> Set problem: For all of the data below, present each output line as an item in a numbered list, and omit any blank lines.

> Data provided:
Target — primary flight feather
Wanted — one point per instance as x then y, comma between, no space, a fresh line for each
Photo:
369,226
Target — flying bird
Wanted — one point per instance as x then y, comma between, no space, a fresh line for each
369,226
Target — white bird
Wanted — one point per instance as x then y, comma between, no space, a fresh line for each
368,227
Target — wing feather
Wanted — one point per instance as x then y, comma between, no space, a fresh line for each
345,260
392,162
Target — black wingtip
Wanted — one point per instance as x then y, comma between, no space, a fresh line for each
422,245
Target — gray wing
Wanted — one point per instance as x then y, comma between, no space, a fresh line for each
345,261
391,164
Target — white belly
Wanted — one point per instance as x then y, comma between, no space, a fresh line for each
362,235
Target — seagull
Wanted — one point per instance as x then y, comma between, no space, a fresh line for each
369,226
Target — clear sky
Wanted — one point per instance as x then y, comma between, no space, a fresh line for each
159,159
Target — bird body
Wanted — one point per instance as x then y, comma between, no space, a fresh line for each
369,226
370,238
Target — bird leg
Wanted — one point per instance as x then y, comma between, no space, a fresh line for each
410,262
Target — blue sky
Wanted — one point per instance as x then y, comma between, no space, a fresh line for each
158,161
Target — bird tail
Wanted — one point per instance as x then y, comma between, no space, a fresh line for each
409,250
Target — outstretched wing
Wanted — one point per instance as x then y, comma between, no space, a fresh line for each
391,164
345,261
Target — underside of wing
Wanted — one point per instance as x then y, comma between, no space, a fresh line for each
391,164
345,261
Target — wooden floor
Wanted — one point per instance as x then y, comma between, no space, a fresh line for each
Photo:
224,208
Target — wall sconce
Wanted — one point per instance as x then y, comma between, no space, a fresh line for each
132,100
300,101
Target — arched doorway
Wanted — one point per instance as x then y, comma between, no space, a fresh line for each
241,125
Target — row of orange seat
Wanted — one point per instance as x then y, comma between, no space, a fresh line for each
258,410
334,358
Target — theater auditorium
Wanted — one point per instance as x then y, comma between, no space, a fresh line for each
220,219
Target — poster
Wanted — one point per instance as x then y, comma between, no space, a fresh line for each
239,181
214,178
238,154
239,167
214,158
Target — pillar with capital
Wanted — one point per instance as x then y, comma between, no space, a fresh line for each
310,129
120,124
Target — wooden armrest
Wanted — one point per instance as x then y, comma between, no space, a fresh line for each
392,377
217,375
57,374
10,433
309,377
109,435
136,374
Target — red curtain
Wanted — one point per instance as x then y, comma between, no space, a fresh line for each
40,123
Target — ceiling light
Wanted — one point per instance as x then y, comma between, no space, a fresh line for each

> Exercise solution:
1. Target — primary flight feather
2. Wanted — one point per instance as x then y, comma between, no space, a fresh line for each
3. Photo:
4. 369,226
5. Target — flying bird
6. Wanted — one point per instance as x then y, comma between, no space, a fresh line for each
7. 369,226
8. Target — white bird
9. Wanted — one point per instance as x then y, comma between, no space, a fresh line for each
10. 368,227
11. Target — wing feather
12. Wanted — one point per instance as x then y, comma between, no space, a fresh line for each
13. 345,260
14. 392,162
15. Target — black wingtip
16. Wanted — one point per instance as x then y, comma between, no space, a fresh line for each
17. 422,245
18. Target — gray wing
19. Wanted — one point per instance as x then y, comma between, no space, a fresh line for each
20. 345,261
21. 391,164
22. Target — white belly
23. Wanted — one point per instance as x then y, comma between, no space, a fresh line for each
24. 362,235
25. Target — seagull
26. Wanted — one point per instance as x then y, comma between, no space, a fresh line for each
27. 369,226
28. Target — clear sky
29. Wanted — one point per instance as x then y, comma between, no space, a fresh line for each
30. 159,159
31. Target — bird body
32. Wanted — one point per instance as x then y, comma between, no space, a fresh line for each
33. 369,226
34. 370,238
35. Target — bird leg
36. Wanted — one point per instance as x then y, comma between, no space, a fresh line for each
37. 410,262
38. Target — blue sky
39. Wanted — one point per instance as x then y, comma between, no space, a fresh line for each
40. 158,161
41. Target — bird tail
42. Wanted — one point per instance as x then y, comma between, no space, a fresh line for each
43. 409,250
44. Target — outstretched wing
45. Wanted — one point per instance as x then y, comma between, no space, a fresh line for each
46. 391,164
47. 345,261
48. Target — underside of wing
49. Wanted — one point per instance as x then y, comma between, no space, a fresh line for each
50. 391,164
51. 345,261
52. Target — wooden floor
53. Wanted — one point per instance as x then y, comma between, no space, a fresh line for each
54. Photo:
55. 224,208
56. Target — wall sconce
57. Wanted — one point per instance as x then y, comma between, no space, a fresh line for each
58. 132,100
59. 300,101
60. Target — arched doorway
61. Wanted — one point per instance as x then y, comma between, no space, a fresh line for each
62. 241,125
63. Target — row of orange seat
64. Wanted — one point per instance as x then y, comma between, no space, a fresh line for each
65. 258,410
66. 334,358
67. Target — theater auditorium
68. Wanted — one point per instance as x then y, comma between, no space, a fresh line for each
69. 220,219
70. Target — poster
71. Wanted — one point per instance as x then y, comma between, no space, a fresh line for each
72. 239,181
73. 214,178
74. 238,154
75. 239,167
76. 214,158
77. Target — pillar with capital
78. Wanted — one point per instance as x then y, comma between, no space, a fresh line for each
79. 310,129
80. 120,124
81. Target — wooden armrest
82. Wanted — one point per instance as x then y, comma between, no space, a fresh line for each
83. 392,377
84. 217,375
85. 57,374
86. 10,433
87. 309,377
88. 109,435
89. 136,374
90. Target — red curtain
91. Wanted — one point per instance as x then y, comma between, no space, a fresh line for each
92. 40,123
93. Target — ceiling light
94. Wanted — one point per instance as x then y, comma between, no space, a fresh line for each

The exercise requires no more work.